▸ **Task goal**
Rewrite the records from the line containing "One dot marks each instance of the engine" through the line containing "[(587, 241)]", both lines included, keeping every request line unchanged. In the answers, multiply each coordinate by 0.7 and round it to a whole number, rounding halves up.

▸ **Records for processing**

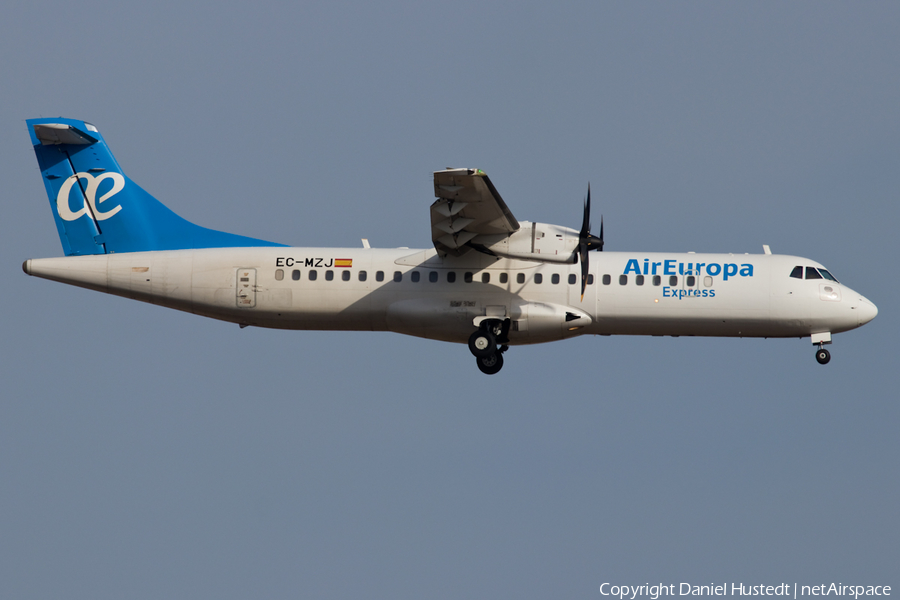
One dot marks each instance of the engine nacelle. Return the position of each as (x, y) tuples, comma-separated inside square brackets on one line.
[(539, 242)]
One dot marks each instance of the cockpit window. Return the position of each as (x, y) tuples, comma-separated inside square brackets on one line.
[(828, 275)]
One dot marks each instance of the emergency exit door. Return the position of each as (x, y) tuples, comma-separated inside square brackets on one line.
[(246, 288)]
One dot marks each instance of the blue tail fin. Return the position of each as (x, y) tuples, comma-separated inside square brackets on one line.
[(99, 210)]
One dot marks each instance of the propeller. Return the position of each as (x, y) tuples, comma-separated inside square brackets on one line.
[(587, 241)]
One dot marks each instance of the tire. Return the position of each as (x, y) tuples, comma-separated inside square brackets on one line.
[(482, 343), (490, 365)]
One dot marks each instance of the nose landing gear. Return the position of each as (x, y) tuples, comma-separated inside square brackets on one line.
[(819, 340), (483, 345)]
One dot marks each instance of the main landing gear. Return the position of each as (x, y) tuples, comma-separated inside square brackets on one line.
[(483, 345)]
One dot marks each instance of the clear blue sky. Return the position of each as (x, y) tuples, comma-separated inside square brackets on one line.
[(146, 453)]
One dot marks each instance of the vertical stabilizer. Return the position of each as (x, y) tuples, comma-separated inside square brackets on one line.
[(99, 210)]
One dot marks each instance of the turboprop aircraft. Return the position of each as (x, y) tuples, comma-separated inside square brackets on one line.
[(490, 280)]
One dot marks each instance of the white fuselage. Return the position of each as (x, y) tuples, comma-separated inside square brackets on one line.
* * *
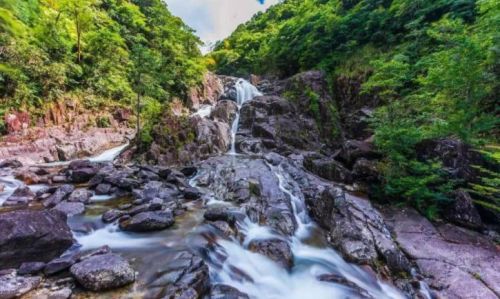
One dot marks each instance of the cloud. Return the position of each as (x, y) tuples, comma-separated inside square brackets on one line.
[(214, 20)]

▸ **Answer to the exercise**
One dot marks each instance of the engine nacelle. Return the position of each as (x, y) tuples, comma-separated inside square brackets on one line.
[(377, 169)]
One dot marks each instance of the cockpit window. Return the position of each as (x, y) tuples, comma-separated inside square brackets on one line.
[(580, 193)]
One dot marks each instance of the emergency exit door. Return the position of each as (x, y) tuples, comma-separated inside square brackets on one line.
[(172, 202)]
One dot marks each instance of the blue tail fin. Return the position of each as (x, y) tuples, comma-separated inside square brackets on one line.
[(69, 147)]
One dot marks each instance of the propeller. Return the position of each as (x, y) tuples, comma-separated inside square brackets on one line.
[(411, 169)]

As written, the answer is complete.